• [Task details]: Repeat only the stretch of lines below that runs from the line with "Target: dark sand" through the line with "[[465, 27], [285, 160], [10, 216]]", unaltered.

*** Records for this task ***

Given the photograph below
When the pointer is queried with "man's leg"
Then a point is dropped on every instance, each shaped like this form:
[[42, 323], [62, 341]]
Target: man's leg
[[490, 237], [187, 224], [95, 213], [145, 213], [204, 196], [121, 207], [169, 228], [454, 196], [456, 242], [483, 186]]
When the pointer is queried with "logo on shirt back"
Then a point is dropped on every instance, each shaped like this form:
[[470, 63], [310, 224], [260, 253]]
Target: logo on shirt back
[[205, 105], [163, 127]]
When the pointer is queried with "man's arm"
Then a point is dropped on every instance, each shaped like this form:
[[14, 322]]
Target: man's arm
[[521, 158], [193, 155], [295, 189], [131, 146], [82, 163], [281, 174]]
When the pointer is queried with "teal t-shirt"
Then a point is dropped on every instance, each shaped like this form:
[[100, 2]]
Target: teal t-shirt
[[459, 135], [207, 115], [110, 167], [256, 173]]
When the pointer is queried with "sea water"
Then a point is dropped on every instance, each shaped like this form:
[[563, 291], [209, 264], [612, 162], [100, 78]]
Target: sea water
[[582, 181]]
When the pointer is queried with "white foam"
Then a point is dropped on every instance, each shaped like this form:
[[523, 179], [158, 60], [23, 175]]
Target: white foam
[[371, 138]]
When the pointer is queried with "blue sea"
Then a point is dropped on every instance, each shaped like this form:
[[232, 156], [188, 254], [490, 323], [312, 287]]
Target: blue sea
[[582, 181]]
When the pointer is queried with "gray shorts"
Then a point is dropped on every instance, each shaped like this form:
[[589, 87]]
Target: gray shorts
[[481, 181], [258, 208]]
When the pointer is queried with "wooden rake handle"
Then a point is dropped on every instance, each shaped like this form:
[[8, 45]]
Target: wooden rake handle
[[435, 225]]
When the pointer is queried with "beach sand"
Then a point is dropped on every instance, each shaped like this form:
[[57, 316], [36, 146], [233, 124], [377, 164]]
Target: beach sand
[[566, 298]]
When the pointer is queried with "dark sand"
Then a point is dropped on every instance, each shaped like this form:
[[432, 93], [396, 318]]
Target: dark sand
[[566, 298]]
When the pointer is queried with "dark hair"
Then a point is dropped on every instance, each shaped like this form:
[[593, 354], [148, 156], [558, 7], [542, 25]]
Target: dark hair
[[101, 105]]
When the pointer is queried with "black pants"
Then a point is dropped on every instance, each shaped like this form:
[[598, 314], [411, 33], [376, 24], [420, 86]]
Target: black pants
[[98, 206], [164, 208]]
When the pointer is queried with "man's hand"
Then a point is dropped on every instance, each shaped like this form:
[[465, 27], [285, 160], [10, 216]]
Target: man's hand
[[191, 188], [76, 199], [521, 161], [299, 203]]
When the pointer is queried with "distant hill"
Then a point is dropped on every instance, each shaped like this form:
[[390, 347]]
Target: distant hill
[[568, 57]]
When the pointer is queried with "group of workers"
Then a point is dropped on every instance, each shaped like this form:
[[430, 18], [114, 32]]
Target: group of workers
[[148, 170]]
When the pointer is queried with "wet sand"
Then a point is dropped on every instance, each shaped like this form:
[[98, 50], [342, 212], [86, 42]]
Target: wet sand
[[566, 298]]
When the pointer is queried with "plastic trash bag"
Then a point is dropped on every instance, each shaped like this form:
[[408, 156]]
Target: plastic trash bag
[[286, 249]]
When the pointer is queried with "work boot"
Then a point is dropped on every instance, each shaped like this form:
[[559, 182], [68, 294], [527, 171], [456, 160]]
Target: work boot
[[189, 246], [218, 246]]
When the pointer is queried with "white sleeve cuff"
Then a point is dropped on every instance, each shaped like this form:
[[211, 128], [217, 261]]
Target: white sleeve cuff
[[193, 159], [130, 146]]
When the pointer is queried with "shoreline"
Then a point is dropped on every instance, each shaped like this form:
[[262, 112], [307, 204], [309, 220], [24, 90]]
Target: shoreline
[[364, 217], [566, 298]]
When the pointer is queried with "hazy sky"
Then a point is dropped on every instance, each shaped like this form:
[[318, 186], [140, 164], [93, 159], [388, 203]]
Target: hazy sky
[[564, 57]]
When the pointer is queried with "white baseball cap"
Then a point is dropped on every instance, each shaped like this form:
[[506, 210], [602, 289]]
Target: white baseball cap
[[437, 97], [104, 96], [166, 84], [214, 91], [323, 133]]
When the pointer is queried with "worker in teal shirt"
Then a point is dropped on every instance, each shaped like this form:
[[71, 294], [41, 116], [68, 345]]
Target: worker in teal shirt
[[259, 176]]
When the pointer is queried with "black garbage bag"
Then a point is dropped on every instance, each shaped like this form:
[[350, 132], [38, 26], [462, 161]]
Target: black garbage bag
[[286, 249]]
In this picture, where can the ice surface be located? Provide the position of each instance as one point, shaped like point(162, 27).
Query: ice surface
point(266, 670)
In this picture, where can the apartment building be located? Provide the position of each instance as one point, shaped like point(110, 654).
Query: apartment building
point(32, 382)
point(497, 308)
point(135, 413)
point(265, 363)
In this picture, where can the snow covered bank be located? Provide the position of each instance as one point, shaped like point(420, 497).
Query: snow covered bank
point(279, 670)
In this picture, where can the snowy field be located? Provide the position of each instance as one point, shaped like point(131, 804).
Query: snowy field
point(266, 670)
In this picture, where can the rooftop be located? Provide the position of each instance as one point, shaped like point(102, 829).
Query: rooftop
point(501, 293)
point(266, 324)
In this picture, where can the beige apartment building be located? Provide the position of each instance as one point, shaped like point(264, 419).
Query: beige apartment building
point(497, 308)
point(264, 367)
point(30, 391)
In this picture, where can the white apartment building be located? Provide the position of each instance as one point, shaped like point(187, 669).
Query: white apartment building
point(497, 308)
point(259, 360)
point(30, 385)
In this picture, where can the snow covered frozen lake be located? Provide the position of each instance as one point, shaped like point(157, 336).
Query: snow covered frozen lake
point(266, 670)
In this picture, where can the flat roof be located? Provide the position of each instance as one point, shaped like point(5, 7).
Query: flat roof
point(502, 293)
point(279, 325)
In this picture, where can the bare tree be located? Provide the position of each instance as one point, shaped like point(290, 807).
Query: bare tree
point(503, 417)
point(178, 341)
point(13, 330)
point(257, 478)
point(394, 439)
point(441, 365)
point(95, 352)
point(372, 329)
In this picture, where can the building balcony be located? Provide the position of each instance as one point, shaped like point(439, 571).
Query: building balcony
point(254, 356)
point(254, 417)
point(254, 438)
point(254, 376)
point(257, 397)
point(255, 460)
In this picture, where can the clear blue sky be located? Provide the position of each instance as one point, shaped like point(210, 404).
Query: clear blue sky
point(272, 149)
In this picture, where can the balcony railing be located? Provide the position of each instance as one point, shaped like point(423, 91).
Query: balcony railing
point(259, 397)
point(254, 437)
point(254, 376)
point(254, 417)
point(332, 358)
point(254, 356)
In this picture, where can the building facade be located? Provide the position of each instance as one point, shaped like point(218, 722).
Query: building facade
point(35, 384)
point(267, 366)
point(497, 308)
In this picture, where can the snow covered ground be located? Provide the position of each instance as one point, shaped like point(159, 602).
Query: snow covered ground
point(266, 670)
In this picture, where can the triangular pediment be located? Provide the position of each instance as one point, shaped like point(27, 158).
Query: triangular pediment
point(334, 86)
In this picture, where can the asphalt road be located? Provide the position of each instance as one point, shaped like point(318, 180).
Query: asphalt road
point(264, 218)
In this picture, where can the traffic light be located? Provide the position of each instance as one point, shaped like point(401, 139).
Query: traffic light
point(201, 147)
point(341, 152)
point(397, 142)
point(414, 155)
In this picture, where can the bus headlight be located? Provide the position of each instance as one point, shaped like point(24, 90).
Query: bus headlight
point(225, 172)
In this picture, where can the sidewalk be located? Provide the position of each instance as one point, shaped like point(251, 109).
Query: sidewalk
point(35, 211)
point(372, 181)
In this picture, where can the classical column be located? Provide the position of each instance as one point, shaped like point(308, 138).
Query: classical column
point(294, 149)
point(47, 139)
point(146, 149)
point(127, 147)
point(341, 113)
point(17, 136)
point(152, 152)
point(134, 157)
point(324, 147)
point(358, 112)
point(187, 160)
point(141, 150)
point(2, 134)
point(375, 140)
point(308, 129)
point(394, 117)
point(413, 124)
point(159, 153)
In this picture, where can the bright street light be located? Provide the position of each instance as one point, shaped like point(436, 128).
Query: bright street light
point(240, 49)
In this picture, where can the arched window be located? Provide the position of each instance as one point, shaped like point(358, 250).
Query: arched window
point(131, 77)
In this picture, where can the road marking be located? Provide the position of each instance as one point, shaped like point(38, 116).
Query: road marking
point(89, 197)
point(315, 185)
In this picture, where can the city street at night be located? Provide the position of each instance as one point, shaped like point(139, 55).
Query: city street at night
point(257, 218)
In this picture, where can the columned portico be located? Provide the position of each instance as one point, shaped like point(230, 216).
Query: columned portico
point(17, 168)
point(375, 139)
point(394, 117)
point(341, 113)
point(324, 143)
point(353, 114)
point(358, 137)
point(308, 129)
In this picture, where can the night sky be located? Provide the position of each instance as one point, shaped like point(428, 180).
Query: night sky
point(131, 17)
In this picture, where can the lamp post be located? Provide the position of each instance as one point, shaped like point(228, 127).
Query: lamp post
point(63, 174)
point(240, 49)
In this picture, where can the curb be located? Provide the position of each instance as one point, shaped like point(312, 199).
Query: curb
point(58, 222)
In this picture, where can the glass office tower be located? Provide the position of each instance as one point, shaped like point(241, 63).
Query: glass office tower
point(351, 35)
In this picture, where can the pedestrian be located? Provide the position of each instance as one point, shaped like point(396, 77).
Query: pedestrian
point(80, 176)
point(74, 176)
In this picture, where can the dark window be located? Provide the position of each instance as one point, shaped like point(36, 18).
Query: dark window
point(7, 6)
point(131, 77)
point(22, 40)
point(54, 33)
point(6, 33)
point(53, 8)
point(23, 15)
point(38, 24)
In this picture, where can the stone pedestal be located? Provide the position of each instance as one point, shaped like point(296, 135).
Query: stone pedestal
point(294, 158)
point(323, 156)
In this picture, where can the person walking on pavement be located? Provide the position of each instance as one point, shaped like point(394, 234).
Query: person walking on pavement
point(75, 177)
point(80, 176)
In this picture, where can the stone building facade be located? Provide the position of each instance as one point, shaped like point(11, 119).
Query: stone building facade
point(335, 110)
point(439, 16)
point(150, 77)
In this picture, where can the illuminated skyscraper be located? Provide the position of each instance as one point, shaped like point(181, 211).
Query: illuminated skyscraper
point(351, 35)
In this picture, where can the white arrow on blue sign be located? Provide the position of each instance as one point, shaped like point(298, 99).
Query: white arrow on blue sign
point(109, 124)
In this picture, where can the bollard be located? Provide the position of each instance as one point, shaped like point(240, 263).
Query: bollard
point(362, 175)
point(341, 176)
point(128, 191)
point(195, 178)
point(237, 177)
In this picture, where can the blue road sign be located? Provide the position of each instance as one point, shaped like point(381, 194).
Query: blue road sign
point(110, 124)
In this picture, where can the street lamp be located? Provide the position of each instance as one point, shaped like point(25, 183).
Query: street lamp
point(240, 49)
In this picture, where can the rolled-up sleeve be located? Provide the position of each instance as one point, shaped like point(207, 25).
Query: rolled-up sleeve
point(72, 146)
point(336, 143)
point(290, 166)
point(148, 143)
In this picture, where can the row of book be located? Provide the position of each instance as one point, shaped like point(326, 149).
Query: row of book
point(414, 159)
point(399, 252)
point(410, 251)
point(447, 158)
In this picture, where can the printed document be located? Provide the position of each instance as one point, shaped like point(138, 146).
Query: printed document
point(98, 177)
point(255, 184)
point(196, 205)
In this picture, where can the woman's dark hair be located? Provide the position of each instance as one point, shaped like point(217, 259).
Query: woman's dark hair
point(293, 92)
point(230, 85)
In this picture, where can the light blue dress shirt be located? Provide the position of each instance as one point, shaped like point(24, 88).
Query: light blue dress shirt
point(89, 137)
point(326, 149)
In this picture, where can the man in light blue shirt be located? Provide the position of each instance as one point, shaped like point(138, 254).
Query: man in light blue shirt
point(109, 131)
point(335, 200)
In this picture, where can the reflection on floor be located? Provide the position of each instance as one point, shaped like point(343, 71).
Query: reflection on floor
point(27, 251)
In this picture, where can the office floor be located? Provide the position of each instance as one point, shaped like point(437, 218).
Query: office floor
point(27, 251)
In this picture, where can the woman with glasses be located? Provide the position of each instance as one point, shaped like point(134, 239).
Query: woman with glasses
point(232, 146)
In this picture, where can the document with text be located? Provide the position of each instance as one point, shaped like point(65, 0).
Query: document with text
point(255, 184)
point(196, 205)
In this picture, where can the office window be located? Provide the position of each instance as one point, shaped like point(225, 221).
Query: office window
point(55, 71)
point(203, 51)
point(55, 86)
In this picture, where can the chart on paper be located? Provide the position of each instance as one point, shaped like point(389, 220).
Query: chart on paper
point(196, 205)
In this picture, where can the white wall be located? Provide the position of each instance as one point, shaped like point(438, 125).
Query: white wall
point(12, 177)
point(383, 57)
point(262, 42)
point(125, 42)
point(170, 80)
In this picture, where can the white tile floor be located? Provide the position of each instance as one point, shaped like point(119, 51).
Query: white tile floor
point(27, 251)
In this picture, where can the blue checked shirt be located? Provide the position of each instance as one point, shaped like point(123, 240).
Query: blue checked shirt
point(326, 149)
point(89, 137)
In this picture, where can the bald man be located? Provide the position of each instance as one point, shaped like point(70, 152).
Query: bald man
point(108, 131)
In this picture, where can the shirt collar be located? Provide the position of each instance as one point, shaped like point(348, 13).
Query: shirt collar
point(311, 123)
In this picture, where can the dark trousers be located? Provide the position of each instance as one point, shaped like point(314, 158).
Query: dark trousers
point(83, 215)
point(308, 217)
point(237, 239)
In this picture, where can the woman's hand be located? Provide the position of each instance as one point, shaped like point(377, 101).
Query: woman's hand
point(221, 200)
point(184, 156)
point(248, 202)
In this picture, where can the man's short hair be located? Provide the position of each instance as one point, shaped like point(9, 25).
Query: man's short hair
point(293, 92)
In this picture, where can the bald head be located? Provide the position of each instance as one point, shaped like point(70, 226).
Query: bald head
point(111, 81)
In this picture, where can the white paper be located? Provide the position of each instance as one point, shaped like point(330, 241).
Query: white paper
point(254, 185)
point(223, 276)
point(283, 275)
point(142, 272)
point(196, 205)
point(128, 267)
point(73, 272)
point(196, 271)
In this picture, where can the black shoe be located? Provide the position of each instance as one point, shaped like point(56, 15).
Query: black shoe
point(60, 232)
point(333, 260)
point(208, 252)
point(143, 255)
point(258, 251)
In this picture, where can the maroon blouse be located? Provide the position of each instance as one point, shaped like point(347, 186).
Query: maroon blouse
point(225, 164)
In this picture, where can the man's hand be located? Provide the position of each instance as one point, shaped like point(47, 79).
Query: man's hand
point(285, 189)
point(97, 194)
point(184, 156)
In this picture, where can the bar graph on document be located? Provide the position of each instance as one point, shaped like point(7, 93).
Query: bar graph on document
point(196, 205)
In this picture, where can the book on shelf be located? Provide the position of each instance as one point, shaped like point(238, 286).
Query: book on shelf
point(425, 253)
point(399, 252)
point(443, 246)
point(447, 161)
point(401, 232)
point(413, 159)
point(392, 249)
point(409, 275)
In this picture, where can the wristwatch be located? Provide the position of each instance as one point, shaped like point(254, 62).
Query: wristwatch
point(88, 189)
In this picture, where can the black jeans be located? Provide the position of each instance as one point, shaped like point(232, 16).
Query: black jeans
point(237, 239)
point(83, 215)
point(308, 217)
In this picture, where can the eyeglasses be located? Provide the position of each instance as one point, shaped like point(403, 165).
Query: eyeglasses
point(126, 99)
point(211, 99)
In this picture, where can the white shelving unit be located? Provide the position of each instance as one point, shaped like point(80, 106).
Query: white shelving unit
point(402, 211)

*** End of Records for this task ***

• [Output for this exercise]:
Target: dark sand
[[566, 298]]
When the pointer is queried with "dark hair"
Then a point is dropped on every instance, each shaped like this form:
[[593, 354], [148, 156], [558, 7], [542, 25]]
Target: dark hair
[[101, 105]]
When the pointer is queried with "black pants"
Then a point is dropped on every instance, each shaped like this form:
[[598, 314], [411, 33], [376, 24], [420, 86]]
Target: black pants
[[98, 206], [164, 208]]
When the pointer is queried with "man's hand"
Then a point is dropped on every instance, each shaped like this form:
[[465, 27], [285, 160], [10, 216]]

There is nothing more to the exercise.